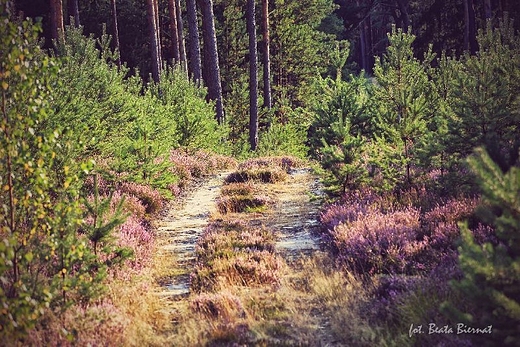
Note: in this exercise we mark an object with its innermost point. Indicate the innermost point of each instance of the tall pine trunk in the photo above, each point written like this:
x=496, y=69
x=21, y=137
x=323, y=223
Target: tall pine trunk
x=253, y=75
x=195, y=66
x=180, y=30
x=266, y=58
x=115, y=32
x=212, y=75
x=74, y=12
x=57, y=20
x=470, y=31
x=154, y=42
x=172, y=11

◇ ◇ ◇ ◇

_PROBLEM:_
Retype the rows above line for line without changing anything, and leave the pictures out.

_SOLUTION TO THIS EXERCISE:_
Note: in this exercise we mark an object with its innermost point. Indicate the innermost point of each instance of the tall pine trunk in the photo above, each point written like this:
x=496, y=69
x=21, y=137
x=323, y=223
Target: tall pine trunk
x=253, y=75
x=195, y=66
x=180, y=30
x=266, y=58
x=115, y=32
x=212, y=75
x=74, y=12
x=57, y=20
x=470, y=31
x=154, y=42
x=172, y=11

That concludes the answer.